= DOCUMENT SEGMENT =
______

Additionally, earnest public discussion and advocacy for the codification of RSPs may give off the superficial impression to policymakers that corporate governance is adequately addressing safety concerns. All of these are reasons why even strictly profit-maximizing AI corporations might publish RSPs - it quells regulatory pressures and shifts and frames the policy debate in their favor. Hence, affording outsized attention to RSPs and conceiving of RSP codification as a promising legislative approach is unlikely to lead to particularly safe regulation. It might, however, incur a false sense of confidence, reduce political will to regulate, or shift the regulatory process in favor of industry. We should care much less about RSPs.
For-Profit Policy Work Is Called Corporate Lobbying
For-profit work on policy and governance is usually called corporate lobbying. In many other industries, corporate lobbying is an opposing corrective force to advocacy
Corporate lobbying output should be understood as constrained by business interests
Talent allocation and policy attention should be more skeptical of corporate lobbying.
Thirdly, AI corporations’ lobbying efforts currently have a strangely mixed standing in safety policy debates. Leading AI corporations employ large teams dedicated to policy (similar, by all accounts, to government affairs teams at other corporations) and governance (with less direct equivalent). On one hand, extensive lobbying efforts by AI corporations are often viewed critically, especially as they attempt to weaken regulatory constraints. On the other hand, these teams sometimes appear as allies of safety policy advocacy. Labs’ lobbying and governance teams frequently recruit from safety advocates, and entertain close relationships with the safety coalition. In fact, working for an AI corporation is often considered an advisable, desirable career step for non-profit safety advocates. This integration is highly unusual. In other industries, transfers from non-profit work to corporate lobbying happen, but they are usually not considered in service of the non-profits’ goals, and might at best be called green- (or safety-, or clean-,...) washing and at worst betrayal to the cause.

______

= QUESTIONS ON THE MATERIAL =
A - From the passage on AI corporate lobbying, copy out the words from "For-Profit Policy Work" to "of corporate lobbying.".
B - Write what comes next in the passage on AI corporate lobbying, starting after its last sentence.

______

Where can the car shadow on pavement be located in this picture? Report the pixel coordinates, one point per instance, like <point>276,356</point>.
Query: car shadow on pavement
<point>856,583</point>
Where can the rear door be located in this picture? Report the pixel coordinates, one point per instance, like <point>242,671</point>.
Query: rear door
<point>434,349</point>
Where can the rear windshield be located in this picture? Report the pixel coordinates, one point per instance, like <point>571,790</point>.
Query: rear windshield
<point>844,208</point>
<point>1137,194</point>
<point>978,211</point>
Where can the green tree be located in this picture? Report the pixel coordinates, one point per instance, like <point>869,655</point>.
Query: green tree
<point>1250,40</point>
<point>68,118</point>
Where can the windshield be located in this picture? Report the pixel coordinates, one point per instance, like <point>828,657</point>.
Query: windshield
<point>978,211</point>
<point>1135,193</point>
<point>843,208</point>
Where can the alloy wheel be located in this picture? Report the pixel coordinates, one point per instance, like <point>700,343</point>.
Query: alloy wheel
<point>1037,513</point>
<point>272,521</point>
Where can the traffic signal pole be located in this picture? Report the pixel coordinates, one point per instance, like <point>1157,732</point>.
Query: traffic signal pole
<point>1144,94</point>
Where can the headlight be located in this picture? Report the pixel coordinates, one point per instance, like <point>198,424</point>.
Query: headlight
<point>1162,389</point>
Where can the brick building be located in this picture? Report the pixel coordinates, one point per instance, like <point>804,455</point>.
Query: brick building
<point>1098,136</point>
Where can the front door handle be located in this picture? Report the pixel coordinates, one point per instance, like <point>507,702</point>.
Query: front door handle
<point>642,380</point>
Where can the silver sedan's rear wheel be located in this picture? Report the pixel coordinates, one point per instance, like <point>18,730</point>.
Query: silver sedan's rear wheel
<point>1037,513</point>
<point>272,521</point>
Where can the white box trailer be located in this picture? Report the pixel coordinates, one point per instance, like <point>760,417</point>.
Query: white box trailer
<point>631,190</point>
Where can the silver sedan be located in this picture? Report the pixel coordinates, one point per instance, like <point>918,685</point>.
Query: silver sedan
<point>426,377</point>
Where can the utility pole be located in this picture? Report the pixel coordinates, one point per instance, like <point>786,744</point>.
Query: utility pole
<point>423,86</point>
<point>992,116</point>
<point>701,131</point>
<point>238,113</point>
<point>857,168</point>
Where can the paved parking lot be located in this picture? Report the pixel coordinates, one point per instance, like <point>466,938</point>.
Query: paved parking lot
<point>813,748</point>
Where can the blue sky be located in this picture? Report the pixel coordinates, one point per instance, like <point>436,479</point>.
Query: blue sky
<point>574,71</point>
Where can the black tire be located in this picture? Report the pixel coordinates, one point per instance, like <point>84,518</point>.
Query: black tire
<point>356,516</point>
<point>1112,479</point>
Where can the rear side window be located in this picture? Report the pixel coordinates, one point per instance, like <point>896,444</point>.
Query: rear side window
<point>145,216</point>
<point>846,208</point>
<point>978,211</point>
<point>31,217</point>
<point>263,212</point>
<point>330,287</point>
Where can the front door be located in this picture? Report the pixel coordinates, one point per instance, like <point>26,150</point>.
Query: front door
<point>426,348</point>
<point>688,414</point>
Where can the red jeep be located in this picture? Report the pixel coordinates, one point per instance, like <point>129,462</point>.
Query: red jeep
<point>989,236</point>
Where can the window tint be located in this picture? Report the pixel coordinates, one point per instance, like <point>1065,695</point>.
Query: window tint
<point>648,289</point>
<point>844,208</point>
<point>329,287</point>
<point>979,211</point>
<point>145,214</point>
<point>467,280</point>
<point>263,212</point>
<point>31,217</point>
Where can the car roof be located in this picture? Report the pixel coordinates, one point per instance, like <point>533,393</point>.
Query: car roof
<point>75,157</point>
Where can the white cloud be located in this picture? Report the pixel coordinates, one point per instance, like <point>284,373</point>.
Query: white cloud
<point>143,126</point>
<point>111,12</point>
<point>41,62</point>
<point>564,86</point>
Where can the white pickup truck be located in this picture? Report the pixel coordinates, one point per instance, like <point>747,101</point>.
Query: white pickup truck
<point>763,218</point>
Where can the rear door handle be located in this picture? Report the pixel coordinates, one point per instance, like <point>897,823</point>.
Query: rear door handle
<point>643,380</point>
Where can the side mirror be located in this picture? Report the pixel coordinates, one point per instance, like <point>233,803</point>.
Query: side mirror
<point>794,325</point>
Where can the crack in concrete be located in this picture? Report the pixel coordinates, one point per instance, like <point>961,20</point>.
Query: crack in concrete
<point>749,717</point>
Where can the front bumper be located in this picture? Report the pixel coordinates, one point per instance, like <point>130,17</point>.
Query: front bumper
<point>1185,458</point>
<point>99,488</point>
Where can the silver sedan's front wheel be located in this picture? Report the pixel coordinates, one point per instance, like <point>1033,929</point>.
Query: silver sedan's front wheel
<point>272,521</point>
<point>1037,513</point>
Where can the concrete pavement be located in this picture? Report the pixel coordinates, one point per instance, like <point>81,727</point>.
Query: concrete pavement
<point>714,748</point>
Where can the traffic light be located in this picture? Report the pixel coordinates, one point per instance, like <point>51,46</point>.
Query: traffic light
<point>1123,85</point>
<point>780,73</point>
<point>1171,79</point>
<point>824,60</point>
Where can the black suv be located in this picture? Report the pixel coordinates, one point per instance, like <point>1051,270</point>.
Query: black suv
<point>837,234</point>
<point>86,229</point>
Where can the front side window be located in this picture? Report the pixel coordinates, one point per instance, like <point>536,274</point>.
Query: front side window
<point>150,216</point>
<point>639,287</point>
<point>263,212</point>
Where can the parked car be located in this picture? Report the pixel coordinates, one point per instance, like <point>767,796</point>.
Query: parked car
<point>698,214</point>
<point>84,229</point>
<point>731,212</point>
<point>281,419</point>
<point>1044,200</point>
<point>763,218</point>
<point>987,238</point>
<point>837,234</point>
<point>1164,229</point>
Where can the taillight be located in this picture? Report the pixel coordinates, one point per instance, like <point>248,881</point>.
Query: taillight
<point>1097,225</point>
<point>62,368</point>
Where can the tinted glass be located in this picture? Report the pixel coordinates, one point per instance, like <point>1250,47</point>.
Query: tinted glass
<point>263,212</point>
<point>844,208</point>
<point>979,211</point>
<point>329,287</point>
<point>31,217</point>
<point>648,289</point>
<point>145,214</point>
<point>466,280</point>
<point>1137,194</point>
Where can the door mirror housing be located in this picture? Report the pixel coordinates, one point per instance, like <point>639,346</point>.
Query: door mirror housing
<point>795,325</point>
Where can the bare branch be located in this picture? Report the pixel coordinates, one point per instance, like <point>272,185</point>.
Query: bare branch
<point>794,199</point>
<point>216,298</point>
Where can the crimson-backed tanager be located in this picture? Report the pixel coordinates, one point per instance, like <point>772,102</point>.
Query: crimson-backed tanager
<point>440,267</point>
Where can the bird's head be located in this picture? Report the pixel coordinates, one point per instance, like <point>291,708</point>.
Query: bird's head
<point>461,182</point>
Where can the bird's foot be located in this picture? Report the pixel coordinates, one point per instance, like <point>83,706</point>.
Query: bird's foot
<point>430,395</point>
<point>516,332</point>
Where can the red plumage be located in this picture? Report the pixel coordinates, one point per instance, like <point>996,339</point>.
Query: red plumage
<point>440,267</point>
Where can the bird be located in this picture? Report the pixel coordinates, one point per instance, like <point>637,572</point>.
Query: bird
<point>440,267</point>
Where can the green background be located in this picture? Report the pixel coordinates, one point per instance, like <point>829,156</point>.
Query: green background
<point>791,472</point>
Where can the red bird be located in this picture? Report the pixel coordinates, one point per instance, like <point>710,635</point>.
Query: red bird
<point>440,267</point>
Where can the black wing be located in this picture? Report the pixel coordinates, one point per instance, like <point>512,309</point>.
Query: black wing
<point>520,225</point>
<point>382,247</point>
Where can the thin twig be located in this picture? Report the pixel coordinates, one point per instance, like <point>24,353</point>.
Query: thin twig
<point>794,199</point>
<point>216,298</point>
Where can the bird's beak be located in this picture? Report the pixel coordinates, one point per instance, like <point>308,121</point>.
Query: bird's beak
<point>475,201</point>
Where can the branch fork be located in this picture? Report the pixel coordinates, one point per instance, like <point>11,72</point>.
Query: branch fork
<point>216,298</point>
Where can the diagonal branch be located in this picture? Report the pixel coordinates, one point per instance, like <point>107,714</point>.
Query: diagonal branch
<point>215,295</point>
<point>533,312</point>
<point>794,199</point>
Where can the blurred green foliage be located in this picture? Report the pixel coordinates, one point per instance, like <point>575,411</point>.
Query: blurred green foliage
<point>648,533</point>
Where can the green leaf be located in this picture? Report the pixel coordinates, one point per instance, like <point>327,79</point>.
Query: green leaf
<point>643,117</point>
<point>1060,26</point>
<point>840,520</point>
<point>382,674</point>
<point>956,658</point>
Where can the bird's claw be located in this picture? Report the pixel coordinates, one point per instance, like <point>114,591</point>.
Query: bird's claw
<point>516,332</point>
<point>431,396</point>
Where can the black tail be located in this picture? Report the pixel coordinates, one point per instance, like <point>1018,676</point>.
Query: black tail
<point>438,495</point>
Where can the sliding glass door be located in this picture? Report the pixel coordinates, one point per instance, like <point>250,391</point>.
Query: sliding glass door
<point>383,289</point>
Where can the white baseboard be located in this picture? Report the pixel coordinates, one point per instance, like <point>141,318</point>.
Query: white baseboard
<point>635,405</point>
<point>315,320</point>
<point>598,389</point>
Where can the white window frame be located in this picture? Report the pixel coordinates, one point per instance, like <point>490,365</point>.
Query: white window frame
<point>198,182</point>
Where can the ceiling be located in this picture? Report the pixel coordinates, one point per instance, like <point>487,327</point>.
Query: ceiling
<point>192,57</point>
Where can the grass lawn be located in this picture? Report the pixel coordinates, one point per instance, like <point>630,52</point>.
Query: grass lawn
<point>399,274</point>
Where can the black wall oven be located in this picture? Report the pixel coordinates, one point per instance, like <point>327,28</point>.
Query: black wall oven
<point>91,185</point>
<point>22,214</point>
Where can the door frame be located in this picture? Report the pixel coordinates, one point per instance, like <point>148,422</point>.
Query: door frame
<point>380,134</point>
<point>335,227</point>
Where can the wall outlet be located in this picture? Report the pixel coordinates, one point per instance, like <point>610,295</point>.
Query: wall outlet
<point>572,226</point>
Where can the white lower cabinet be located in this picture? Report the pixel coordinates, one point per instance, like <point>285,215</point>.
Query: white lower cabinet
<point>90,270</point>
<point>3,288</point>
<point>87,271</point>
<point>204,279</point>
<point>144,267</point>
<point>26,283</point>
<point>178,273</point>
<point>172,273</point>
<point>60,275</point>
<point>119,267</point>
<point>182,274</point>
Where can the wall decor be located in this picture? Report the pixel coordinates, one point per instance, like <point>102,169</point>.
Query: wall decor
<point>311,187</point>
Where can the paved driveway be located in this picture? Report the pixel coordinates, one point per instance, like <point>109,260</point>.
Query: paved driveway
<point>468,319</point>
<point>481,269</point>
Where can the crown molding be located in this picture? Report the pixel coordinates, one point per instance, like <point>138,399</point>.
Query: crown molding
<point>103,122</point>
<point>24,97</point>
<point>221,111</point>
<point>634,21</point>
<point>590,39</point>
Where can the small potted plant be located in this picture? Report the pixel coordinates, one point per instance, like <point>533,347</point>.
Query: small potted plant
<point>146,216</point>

______

= YOUR WRITTEN ANSWERS =
A -
For-Profit Policy Work Is Called Corporate Lobbying
For-profit work on policy and governance is usually called corporate lobbying. In many other industries, corporate lobbying is an opposing corrective force to advocacy
Corporate lobbying output should be understood as constrained by business interests
Talent allocation and policy attention should be more skeptical of corporate lobbying.

B -
The existence of governance teams, concerned with developing ostensibly impartial ideas on how to govern their technology, is also not very common in other industries. This phenomenon may be best understood in light of the historical context. Given its status as a recently emerging technology with a long prehistory of more theoretical speculation around its capabilities, research labs became generalist hubs on the technology, as no one - beyond the labs and academia - had the technical knowledge of how to regulate it safely, or the political interest to even think about it much. But at least since the ChatGPT release followed by the surge of AI interest and investment, political institutions and civil society organizations are starting to catch up. Dedicated bodies, such as the EU AI Office and the US & UK AI Safety Institutes, have been established and equipped with leading talent, and there is a thriving new ecosystem of AI think tanks and advocacy groups.
It would be a mistake to burden the discussion around frontier AI with tribalistic rhetoric as is often present in regulatory debates of other industries. But its prevalence in virtually all of these other sectors points at which respective roles and relationships have been historically defined for corporate lobbyists, non-profit and academic advisors, and policy-makers. Forfeiting this adversarial dynamic points to a perhaps naive understanding of what profit-maximizing AI corporations will allow their policy and governance teams to do. It is simply implausible that labs would, in due time and following their increased commercialization, pay a substantial department to create policy-related outputs that do not directly further their policy goals. Again, the cynical perspective might be most informative: Profit-maximizing companies pay policy and governance teams to shape policy and governance in a way that maximizes their profits while avoiding researching and publishing any policy proposal that could potentially hinder their AI products and thereby its future financial success. This can be enforced on the executive level by directly vetoing any potent safety policy or - more indirectly - by cutting financial, organizational and compute resources for safety research. On a personal level, employees might be inclined to practice anticipatory obedience and avoid going head-to-head with their employers, in turn protecting their salary, shares, reputation and future impact in steering AI progress from the inside. Besides, working for a big AI corporation building a transformative technology like no other is of course exciting - even a cautious individual could at least be somewhat captivated by the thought of shaping rapid, utopian technological progress and therefore choose to remain on board. No one in these teams needs to be ill-spirited or self-servant for this mechanism to take hold. In fact, there might be a lot of value in creating policy that ensures progress and profit in an industry that promises as much economic and societal value as AI. We just claim that this value does not lie in causing first-order progress on making regulation more safe.
This leads to a dynamic wherein leading governance talent with high standing in non-profit and government AI policy institutions makes suggestions that serve business interests, but face much less scrutiny than corporate lobbying attempts would in other industries. This shapes the policy debate toward the interests of the few AI corporations that currently entertain ostensibly safety-focused governance and policy teams.
Ultimately, this also might result in a misallocation of governance talent. Right now, working for the governance or policy team of a major lab remains a dream job for many ambitious, safety-minded individuals, further fueled by the social and cultural proximity between AI corporation employees and safety researchers and activists. This human capital could potentially be more effectively utilized in less constrained roles, like at governmental institutions or in research and advocacy roles.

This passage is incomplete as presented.